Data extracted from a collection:
::::::::

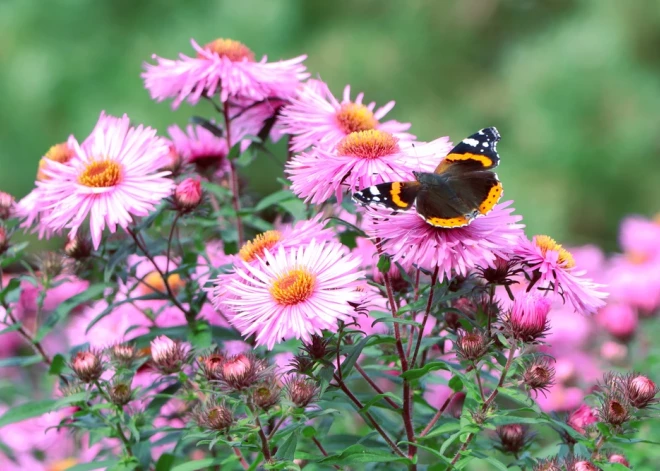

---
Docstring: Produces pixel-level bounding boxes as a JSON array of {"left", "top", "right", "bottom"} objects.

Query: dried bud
[
  {"left": 523, "top": 357, "right": 555, "bottom": 393},
  {"left": 174, "top": 178, "right": 203, "bottom": 213},
  {"left": 495, "top": 424, "right": 534, "bottom": 455},
  {"left": 109, "top": 343, "right": 138, "bottom": 368},
  {"left": 71, "top": 349, "right": 103, "bottom": 383},
  {"left": 108, "top": 381, "right": 133, "bottom": 406},
  {"left": 456, "top": 330, "right": 489, "bottom": 362},
  {"left": 566, "top": 404, "right": 598, "bottom": 435},
  {"left": 286, "top": 375, "right": 319, "bottom": 407},
  {"left": 194, "top": 404, "right": 234, "bottom": 432},
  {"left": 197, "top": 351, "right": 225, "bottom": 381},
  {"left": 0, "top": 191, "right": 14, "bottom": 221},
  {"left": 505, "top": 292, "right": 552, "bottom": 342},
  {"left": 625, "top": 374, "right": 660, "bottom": 409},
  {"left": 151, "top": 335, "right": 190, "bottom": 374}
]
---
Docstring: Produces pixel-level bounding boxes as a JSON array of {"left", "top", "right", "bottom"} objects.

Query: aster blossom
[
  {"left": 515, "top": 235, "right": 607, "bottom": 314},
  {"left": 37, "top": 113, "right": 173, "bottom": 249},
  {"left": 219, "top": 241, "right": 363, "bottom": 350},
  {"left": 279, "top": 79, "right": 415, "bottom": 152},
  {"left": 286, "top": 129, "right": 452, "bottom": 204},
  {"left": 365, "top": 201, "right": 524, "bottom": 279},
  {"left": 142, "top": 39, "right": 309, "bottom": 108}
]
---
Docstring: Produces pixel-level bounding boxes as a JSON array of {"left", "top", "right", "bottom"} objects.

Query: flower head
[
  {"left": 286, "top": 129, "right": 451, "bottom": 204},
  {"left": 142, "top": 39, "right": 309, "bottom": 108},
  {"left": 217, "top": 241, "right": 362, "bottom": 349},
  {"left": 280, "top": 79, "right": 415, "bottom": 152},
  {"left": 516, "top": 235, "right": 607, "bottom": 314},
  {"left": 37, "top": 113, "right": 173, "bottom": 248},
  {"left": 365, "top": 202, "right": 523, "bottom": 279}
]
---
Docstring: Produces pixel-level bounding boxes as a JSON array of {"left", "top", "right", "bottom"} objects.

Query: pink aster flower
[
  {"left": 286, "top": 129, "right": 452, "bottom": 204},
  {"left": 280, "top": 79, "right": 415, "bottom": 152},
  {"left": 142, "top": 39, "right": 309, "bottom": 108},
  {"left": 515, "top": 235, "right": 607, "bottom": 314},
  {"left": 221, "top": 241, "right": 363, "bottom": 350},
  {"left": 365, "top": 201, "right": 524, "bottom": 279},
  {"left": 37, "top": 113, "right": 173, "bottom": 248}
]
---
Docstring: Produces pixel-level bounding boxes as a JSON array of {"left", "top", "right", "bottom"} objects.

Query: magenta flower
[
  {"left": 37, "top": 113, "right": 173, "bottom": 248},
  {"left": 286, "top": 130, "right": 451, "bottom": 204},
  {"left": 515, "top": 235, "right": 607, "bottom": 314},
  {"left": 219, "top": 241, "right": 363, "bottom": 350},
  {"left": 142, "top": 39, "right": 309, "bottom": 108},
  {"left": 365, "top": 201, "right": 524, "bottom": 279},
  {"left": 280, "top": 79, "right": 415, "bottom": 152}
]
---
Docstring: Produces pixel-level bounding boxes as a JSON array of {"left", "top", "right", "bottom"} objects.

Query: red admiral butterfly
[{"left": 353, "top": 128, "right": 502, "bottom": 228}]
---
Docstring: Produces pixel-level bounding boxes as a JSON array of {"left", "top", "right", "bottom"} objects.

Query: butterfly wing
[
  {"left": 435, "top": 128, "right": 500, "bottom": 174},
  {"left": 353, "top": 181, "right": 420, "bottom": 211}
]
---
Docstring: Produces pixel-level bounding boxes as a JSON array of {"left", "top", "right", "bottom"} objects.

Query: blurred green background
[{"left": 0, "top": 0, "right": 660, "bottom": 250}]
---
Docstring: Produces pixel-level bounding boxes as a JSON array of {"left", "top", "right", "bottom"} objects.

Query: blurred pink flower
[
  {"left": 515, "top": 235, "right": 607, "bottom": 314},
  {"left": 280, "top": 79, "right": 416, "bottom": 153},
  {"left": 220, "top": 241, "right": 363, "bottom": 350},
  {"left": 142, "top": 39, "right": 309, "bottom": 108},
  {"left": 286, "top": 130, "right": 451, "bottom": 204},
  {"left": 37, "top": 113, "right": 173, "bottom": 248},
  {"left": 365, "top": 201, "right": 524, "bottom": 279}
]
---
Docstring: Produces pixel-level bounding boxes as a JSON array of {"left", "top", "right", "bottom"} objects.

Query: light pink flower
[
  {"left": 280, "top": 79, "right": 415, "bottom": 152},
  {"left": 515, "top": 235, "right": 607, "bottom": 314},
  {"left": 142, "top": 39, "right": 309, "bottom": 108},
  {"left": 37, "top": 113, "right": 173, "bottom": 248},
  {"left": 286, "top": 129, "right": 452, "bottom": 204},
  {"left": 365, "top": 201, "right": 524, "bottom": 279},
  {"left": 217, "top": 241, "right": 363, "bottom": 350}
]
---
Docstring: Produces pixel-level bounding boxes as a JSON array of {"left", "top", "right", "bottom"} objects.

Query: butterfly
[{"left": 353, "top": 128, "right": 502, "bottom": 228}]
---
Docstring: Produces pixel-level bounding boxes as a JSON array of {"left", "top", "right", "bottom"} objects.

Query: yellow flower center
[
  {"left": 534, "top": 235, "right": 575, "bottom": 268},
  {"left": 197, "top": 38, "right": 254, "bottom": 62},
  {"left": 78, "top": 159, "right": 121, "bottom": 188},
  {"left": 142, "top": 270, "right": 186, "bottom": 294},
  {"left": 336, "top": 103, "right": 378, "bottom": 134},
  {"left": 37, "top": 142, "right": 73, "bottom": 181},
  {"left": 238, "top": 231, "right": 282, "bottom": 262},
  {"left": 337, "top": 129, "right": 399, "bottom": 159},
  {"left": 270, "top": 268, "right": 316, "bottom": 306}
]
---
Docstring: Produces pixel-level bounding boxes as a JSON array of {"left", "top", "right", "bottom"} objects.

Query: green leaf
[{"left": 34, "top": 284, "right": 110, "bottom": 342}]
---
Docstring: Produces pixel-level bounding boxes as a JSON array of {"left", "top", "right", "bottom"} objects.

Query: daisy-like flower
[
  {"left": 142, "top": 39, "right": 309, "bottom": 108},
  {"left": 220, "top": 241, "right": 363, "bottom": 350},
  {"left": 515, "top": 235, "right": 607, "bottom": 314},
  {"left": 366, "top": 201, "right": 524, "bottom": 279},
  {"left": 286, "top": 129, "right": 452, "bottom": 204},
  {"left": 280, "top": 79, "right": 415, "bottom": 152},
  {"left": 37, "top": 113, "right": 174, "bottom": 248}
]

::::::::

### Task directions
From the rows above, pick out each line that contains the string "flower" and copy those lines in full.

### Correct result
Query: flower head
Query: pink aster flower
Query: magenta flower
Query: blurred pink flower
Query: light pink flower
Query: yellow flower center
Query: daisy-like flower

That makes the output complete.